[INPUT RECORDS]:
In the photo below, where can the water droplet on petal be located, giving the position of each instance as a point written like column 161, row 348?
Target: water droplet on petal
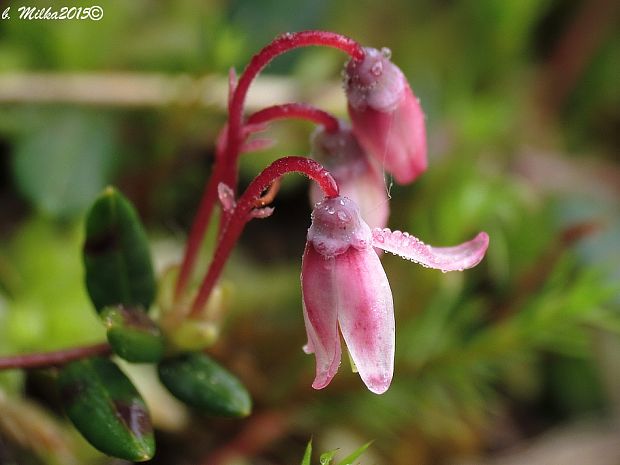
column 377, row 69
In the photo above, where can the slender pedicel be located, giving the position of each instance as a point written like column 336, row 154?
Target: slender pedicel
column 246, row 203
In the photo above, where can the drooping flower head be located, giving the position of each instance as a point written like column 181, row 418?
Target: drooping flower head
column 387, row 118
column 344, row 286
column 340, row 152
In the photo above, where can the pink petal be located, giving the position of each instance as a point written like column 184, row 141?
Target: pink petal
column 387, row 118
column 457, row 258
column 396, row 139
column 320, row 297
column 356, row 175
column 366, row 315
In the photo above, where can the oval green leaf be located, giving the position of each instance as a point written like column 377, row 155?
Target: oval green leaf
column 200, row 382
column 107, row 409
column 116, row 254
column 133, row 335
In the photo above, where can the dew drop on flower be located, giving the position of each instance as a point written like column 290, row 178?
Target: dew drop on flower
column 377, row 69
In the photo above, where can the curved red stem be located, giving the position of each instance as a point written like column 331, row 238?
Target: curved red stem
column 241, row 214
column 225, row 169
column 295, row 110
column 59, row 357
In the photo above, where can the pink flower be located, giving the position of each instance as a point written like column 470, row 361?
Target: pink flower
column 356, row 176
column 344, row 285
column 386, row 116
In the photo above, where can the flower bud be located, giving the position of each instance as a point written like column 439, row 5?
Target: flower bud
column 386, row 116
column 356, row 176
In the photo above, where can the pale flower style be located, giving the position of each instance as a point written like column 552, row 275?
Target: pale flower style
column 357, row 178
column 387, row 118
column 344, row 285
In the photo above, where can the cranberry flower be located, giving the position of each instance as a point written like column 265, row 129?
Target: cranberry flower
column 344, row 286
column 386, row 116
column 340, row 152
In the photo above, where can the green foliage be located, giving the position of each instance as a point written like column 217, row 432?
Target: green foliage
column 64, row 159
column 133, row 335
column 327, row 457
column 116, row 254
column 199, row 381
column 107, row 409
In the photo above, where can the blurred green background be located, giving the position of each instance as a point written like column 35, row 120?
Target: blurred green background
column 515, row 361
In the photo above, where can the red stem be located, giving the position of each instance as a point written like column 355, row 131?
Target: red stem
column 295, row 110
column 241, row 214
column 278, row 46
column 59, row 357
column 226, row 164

[STATED PROBLEM]: Copy the data above word for word, leaving the picture out of your copy.

[WORKED ANSWER]:
In the photo below, where can the water droplet on petal be located, giving the position of each instance as a point written like column 161, row 348?
Target: water droplet on petal
column 377, row 69
In the photo above, where can the slender pedicel be located, giving the position of each instance as a point written like column 336, row 154?
Target: slender pedicel
column 246, row 203
In the photo above, where can the drooping flower head be located, giving the position of each instance as a point written like column 181, row 418?
Target: drooping flower head
column 387, row 118
column 344, row 286
column 340, row 152
In the photo above, where can the pink petal be located, giving the position of each instance as a point written like column 184, row 141?
Target: pink petal
column 387, row 118
column 457, row 258
column 396, row 139
column 320, row 297
column 356, row 175
column 366, row 315
In the photo above, where can the oval green leaf be located, giving the position of each instance as a point written like column 377, row 155?
Target: oval green leaf
column 200, row 382
column 107, row 409
column 116, row 254
column 133, row 335
In the photo above, where can the dew drop on flower be located, giving the position of each instance as a point written like column 290, row 178?
Target: dew drop on flower
column 377, row 69
In the photo above, where can the curved red stem be located, giving the position of each instance as a point written like column 331, row 238?
Target: curved red stem
column 241, row 214
column 225, row 169
column 295, row 110
column 59, row 357
In the photo above, where can the pink flower be located, giving the position of each instance as a point written like column 470, row 361?
Target: pink flower
column 356, row 176
column 344, row 285
column 386, row 116
In the photo above, where can the flower bud be located, giving the position of each instance as a point written like column 439, row 5?
Target: flower bud
column 386, row 116
column 356, row 176
In the photo above, where can the pale flower style be located, giving the position of each instance as a point written like column 552, row 275?
Target: pale flower style
column 357, row 178
column 387, row 118
column 344, row 285
In the photo above, where can the cranberry flower be located, giving the position of each instance as a point written like column 265, row 129?
Target: cranberry flower
column 344, row 286
column 386, row 116
column 340, row 152
In the photo above, where can the green foliage be located, giving the position of each instance as a point written like column 217, row 432?
Target: green foliage
column 64, row 159
column 133, row 335
column 327, row 457
column 116, row 254
column 199, row 381
column 107, row 409
In the photo above, where can the blurred green background be located, giving the position of each instance as a point written like column 35, row 120?
Target: blurred green background
column 515, row 361
In the photo above, where can the red stem be located, giving the position of each instance as a point written like column 355, row 131?
Target: red stem
column 295, row 110
column 241, row 214
column 278, row 46
column 59, row 357
column 226, row 164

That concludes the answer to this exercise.